Who is affected by the condition?

Hepatitis B and C viruses are most often transmitted sexually or through intravenous injections among drug addicts. They may also be transmitted from mother to child during birth. Infection through blood transfusion is very controlled these days and practically never occurs

Toxic hepatitis is caused by exposure to toxins, some well known, others by an unexpected reaction to medicines that have no adverse effect on most of the population (idiosyncrasy). Alcohol abuse is the most common toxin.

Hepatic steatosis is directly linked to obesity among the general population.

 

Diagnosis

Diagnosis is based on three sets of features.

 

1. Family, personal and case histories

Patients suffering from chronic hepatitis usually present histories that help with the diagnosis, such as alcohol abuse or intravenous drug injections, use of certain medicines, being a child of a mother with HCV or HBV, or obesity. As for people with autoimmune hepatitis, they or their direct family members may present other autoimmune illnesses (such as diabetes, ulcerative colitis, lupus, vitiligo.)

 

2. Physical examination

Patients may show characteristic signs of portal hypertension (ascites, spider angiomas, reddening of the palms of the hands, collateral circulation in the abdomen). In the case of non-alcoholic steatohepatitis, patients are overweight/obese.

- Questions on the material:
1. According to the passage on hepatitis, what is the most common toxin behind toxic hepatitis?
2. Repeat the passage on hepatitis word for word, from "Who is affected" to "sets of features.".

- Listed records:

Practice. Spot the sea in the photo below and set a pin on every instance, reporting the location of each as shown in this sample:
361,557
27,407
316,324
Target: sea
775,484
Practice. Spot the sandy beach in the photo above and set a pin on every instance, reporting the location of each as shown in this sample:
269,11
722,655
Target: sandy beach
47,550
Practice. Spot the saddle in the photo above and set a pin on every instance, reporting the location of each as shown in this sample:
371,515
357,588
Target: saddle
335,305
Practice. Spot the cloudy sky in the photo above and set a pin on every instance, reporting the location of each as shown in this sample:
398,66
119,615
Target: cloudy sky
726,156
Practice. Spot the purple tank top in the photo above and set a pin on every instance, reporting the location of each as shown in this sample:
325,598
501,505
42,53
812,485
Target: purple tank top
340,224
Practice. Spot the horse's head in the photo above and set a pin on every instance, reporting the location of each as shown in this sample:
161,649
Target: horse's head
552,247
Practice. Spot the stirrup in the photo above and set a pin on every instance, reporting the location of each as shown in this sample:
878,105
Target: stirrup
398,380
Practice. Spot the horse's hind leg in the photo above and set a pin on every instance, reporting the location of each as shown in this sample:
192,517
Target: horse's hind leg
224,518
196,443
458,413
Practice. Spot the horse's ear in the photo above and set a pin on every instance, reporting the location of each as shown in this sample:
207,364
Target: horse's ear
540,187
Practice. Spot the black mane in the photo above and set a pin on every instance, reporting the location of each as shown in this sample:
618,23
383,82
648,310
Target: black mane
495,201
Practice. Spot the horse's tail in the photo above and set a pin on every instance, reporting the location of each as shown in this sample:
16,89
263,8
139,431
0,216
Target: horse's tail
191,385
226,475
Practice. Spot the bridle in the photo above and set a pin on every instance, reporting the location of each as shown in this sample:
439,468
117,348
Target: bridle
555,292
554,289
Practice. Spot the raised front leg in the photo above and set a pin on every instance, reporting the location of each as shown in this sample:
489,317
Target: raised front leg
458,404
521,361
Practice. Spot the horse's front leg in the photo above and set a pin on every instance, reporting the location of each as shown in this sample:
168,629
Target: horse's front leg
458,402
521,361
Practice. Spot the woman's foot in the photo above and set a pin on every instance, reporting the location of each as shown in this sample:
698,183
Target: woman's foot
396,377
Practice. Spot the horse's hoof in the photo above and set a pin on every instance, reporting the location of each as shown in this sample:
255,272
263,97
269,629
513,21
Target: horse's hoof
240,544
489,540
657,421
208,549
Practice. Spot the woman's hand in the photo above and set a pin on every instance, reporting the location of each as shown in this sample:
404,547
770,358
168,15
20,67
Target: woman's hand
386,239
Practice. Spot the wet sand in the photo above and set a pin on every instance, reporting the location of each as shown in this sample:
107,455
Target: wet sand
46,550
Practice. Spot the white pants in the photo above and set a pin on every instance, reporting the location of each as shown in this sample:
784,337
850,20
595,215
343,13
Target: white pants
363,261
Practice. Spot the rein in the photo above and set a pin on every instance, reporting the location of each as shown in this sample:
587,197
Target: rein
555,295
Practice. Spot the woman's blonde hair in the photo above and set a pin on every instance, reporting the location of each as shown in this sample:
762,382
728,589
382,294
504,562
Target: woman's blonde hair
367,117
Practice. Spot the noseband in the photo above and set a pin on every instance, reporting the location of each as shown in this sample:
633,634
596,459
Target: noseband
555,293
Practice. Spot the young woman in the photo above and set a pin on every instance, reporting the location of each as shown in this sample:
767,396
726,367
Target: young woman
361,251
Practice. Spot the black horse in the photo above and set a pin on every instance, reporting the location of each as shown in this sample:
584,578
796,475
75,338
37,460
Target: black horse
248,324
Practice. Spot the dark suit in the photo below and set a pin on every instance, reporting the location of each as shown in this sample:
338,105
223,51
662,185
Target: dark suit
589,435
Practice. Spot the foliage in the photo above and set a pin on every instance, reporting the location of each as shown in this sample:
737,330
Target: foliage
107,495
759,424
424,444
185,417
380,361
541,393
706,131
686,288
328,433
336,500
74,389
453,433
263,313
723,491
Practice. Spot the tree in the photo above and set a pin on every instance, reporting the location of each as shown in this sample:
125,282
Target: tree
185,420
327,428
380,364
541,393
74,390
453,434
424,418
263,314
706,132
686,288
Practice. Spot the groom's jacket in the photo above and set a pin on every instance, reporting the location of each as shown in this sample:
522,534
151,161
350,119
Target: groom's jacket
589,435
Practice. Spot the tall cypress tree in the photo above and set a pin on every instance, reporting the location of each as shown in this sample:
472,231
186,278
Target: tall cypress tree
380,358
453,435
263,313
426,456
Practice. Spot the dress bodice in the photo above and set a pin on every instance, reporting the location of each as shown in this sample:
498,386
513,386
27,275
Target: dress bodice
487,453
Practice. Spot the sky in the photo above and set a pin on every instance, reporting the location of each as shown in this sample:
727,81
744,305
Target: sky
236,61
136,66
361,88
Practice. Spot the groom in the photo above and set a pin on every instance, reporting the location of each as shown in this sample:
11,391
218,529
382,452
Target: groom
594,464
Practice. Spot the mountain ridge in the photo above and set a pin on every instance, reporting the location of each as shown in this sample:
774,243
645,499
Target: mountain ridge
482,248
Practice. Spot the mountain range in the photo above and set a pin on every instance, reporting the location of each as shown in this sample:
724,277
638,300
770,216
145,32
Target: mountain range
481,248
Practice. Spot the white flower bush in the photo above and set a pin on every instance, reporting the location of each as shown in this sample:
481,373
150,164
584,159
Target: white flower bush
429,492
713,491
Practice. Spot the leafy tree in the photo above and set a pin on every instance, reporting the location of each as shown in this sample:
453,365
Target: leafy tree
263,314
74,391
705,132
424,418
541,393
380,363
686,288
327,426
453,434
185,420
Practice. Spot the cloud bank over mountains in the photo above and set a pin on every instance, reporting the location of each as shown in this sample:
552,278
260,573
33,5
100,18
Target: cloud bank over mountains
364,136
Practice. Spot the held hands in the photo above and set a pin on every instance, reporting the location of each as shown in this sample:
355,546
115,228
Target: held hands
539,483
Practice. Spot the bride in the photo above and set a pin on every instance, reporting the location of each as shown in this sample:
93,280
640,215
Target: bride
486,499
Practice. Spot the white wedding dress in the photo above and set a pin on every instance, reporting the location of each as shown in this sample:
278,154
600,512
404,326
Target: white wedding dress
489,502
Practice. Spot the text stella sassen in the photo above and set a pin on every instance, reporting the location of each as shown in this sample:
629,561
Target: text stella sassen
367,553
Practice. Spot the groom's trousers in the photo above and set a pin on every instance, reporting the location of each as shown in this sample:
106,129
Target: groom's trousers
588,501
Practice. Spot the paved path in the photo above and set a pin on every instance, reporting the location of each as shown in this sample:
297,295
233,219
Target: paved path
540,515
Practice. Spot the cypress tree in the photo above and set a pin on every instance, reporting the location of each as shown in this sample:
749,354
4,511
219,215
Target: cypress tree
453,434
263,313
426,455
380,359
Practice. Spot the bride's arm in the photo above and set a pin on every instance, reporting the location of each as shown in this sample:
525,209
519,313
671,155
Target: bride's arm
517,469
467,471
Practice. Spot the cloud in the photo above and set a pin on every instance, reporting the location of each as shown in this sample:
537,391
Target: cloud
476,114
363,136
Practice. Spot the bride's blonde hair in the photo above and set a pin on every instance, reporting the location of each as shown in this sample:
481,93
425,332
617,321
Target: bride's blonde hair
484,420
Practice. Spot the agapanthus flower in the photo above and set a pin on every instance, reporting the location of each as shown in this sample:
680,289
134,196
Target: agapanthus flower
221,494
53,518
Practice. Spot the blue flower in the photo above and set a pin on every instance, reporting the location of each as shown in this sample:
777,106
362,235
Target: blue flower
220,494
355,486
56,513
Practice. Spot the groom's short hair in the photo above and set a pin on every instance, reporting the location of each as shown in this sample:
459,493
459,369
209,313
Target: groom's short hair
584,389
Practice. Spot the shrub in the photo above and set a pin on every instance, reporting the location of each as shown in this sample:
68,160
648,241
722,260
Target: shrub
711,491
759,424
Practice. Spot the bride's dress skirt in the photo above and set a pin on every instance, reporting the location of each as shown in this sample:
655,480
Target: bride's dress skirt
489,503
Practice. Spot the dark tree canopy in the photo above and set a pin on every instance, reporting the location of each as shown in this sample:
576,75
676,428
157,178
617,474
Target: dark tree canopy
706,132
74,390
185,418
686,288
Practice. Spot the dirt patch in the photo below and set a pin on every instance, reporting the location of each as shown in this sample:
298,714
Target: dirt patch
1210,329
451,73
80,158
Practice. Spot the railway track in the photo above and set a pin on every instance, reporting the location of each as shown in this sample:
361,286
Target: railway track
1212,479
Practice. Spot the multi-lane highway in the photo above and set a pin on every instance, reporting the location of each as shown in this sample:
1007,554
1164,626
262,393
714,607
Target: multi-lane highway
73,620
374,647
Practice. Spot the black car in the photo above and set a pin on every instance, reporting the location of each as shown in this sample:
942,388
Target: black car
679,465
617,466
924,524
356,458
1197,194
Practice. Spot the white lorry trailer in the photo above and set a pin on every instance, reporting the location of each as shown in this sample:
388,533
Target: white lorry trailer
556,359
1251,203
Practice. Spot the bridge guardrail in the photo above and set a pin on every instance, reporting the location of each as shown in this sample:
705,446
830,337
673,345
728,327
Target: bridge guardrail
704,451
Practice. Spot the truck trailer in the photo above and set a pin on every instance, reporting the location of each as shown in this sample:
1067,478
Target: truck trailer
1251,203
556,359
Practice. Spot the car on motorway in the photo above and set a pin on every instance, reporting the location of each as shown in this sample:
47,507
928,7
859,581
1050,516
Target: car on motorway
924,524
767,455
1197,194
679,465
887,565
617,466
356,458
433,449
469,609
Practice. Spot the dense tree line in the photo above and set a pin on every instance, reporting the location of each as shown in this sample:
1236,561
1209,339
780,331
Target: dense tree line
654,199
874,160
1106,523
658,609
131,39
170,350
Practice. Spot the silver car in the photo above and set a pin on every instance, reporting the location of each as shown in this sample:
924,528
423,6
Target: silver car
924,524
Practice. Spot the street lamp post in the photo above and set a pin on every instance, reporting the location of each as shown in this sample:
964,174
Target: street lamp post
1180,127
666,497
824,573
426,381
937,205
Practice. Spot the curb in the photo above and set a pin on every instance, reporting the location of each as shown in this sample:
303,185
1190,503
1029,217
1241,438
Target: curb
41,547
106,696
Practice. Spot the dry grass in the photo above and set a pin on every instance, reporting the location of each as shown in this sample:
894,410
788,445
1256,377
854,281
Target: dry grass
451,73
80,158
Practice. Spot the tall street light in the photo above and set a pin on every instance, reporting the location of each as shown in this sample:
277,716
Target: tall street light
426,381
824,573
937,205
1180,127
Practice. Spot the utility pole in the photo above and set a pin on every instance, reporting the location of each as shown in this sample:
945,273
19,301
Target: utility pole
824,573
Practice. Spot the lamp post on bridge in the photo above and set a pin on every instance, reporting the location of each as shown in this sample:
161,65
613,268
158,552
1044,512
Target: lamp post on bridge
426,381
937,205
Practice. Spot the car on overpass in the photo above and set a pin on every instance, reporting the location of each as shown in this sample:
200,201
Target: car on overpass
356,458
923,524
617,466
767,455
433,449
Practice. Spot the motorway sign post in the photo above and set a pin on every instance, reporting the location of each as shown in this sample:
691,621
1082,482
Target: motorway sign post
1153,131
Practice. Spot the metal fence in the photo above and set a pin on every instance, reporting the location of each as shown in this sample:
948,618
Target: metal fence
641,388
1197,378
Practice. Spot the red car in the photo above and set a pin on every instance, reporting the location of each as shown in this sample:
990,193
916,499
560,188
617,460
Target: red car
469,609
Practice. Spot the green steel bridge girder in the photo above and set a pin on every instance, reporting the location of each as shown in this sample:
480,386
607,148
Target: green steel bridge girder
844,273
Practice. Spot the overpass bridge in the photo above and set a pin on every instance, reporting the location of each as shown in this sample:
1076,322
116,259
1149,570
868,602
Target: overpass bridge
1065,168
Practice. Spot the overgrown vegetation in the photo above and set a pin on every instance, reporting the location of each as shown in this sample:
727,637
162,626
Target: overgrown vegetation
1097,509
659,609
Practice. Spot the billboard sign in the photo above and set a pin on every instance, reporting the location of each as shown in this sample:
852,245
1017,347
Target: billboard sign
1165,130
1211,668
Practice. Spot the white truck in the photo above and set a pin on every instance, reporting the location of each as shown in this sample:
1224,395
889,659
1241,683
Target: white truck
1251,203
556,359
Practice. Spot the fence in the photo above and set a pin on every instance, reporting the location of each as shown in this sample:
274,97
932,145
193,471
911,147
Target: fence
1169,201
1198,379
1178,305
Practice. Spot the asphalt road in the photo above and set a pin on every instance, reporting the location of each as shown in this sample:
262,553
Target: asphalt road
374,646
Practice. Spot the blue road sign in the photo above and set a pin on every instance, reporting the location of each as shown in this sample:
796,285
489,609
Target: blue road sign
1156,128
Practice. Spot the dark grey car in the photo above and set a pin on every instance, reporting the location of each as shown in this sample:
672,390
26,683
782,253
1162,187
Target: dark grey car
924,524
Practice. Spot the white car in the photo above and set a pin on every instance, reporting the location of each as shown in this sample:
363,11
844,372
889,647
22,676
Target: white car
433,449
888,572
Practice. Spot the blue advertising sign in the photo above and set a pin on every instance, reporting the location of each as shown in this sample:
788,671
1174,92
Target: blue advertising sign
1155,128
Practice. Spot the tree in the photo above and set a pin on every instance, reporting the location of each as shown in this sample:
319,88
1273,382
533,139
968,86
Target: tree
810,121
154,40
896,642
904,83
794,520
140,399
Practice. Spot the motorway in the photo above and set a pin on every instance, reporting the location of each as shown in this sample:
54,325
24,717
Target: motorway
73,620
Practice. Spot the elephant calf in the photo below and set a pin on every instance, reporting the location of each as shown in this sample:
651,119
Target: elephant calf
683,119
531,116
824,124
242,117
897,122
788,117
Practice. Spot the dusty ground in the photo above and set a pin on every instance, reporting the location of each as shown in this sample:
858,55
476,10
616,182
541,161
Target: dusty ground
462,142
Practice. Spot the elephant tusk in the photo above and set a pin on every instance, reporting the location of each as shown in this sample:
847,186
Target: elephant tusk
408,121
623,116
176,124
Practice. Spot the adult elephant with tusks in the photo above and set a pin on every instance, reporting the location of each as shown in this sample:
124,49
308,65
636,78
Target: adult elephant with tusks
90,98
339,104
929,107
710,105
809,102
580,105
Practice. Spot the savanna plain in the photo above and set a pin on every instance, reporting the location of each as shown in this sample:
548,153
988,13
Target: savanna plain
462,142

- Responses to the tasks:
1. Alcohol abuse.

2.
Who is affected by the condition?

Hepatitis B and C viruses are most often transmitted sexually or through intravenous injections among drug addicts. They may also be transmitted from mother to child during birth. Infection through blood transfusion is very controlled these days and practically never occurs

Toxic hepatitis is caused by exposure to toxins, some well known, others by an unexpected reaction to medicines that have no adverse effect on most of the population (idiosyncrasy). Alcohol abuse is the most common toxin.

Hepatic steatosis is directly linked to obesity among the general population.

 

Diagnosis

Diagnosis is based on three sets of features.